▸ **ISTRUZIONE ASSEGNATA**
Ricopia alla lettera il passo dell'intervento sul G8 che va da "Terza questione, fermo" fino a "al nostro paese?" incluso.

▸ **ESTRATTO DEL DOCUMENTO**
Terza questione, fermo restando che, secondo me, discutere di manifestazioni di dissenso significa discutere di globalizzazione: anche alla luce delle informazioni che via via pervenivano e dei fatti di Göteborg lei reputa che quel dialogo fu condotto e concluso in maniera prudente o se da ciò che poi è accaduto ha tratto qualche insegnamento che vuole consegnare agli atti di questo Comitato e che in futuro, che possa essere utile a noi e al nostro paese?
La quarta questione che vorrei porle, in base alla sua esperienza è la seguente: lei non reputa che, quando ci si occupa di povertà, malattie e disuguaglianze, gli stessi vertici debbano in qualche modo svolgersi con una maggiore sobrietà? Credo che uno degli elementi - è una mia opinione, ma chiedo anche la sua perché è importante ed utile per il futuro -, una delle ragioni della mancanza di credibilità dei contenuti politici che lei ha mirabilmente espresso è che essi confliggono con la manifestazione esteriore: discutere di povertà su una nave lussuosissima, a cinque stelle, crea una certa caduta di credibilità. Non è un'accusa che rivolgo né a questo Governo a lei personalmente (ho apprezzato molto quello che lei ha riferito), ma ritengo possa servire per il futuro, visto che lei ha avuto l'abilità e la capacità di introdurre questi temi nell'agenda del G8.

▸ **Voci di puntamento a oggetti con nome**
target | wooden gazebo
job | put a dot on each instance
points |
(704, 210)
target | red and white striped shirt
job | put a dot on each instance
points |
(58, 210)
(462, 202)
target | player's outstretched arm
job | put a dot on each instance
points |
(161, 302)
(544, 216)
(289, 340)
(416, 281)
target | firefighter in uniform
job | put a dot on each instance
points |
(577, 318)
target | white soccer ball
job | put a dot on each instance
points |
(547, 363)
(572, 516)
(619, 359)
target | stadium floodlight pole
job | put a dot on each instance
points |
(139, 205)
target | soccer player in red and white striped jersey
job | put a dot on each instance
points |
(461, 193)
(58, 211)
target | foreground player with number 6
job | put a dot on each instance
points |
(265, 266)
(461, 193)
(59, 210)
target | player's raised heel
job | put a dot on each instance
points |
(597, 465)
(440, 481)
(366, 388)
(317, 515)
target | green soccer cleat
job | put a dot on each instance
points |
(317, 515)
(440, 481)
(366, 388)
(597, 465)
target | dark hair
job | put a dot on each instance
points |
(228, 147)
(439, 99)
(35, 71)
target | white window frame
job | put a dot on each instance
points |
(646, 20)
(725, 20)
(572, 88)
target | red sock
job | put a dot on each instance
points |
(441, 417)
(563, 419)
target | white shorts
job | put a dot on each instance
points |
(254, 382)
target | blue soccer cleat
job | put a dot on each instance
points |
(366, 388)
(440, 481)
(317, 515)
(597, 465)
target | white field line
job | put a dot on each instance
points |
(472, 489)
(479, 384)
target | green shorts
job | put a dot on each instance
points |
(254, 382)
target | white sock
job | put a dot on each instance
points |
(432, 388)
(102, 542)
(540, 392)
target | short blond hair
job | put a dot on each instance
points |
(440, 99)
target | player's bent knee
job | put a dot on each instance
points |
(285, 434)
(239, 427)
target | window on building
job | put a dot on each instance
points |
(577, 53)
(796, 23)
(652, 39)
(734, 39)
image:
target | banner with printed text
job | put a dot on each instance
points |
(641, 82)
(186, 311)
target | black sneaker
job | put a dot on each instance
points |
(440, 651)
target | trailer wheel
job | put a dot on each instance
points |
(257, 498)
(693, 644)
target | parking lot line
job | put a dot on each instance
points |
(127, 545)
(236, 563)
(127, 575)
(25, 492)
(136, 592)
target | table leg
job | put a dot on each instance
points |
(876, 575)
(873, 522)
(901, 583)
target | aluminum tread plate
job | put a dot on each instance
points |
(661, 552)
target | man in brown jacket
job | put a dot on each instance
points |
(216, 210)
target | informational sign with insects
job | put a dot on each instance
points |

▸ **SOLUZIONE ESERCIZIO**
Terza questione, fermo restando che, secondo me, discutere di manifestazioni di dissenso significa discutere di globalizzazione: anche alla luce delle informazioni che via via pervenivano e dei fatti di Göteborg lei reputa che quel dialogo fu condotto e concluso in maniera prudente o se da ciò che poi è accaduto ha tratto qualche insegnamento che vuole consegnare agli atti di questo Comitato e che in futuro, che possa essere utile a noi e al nostro paese?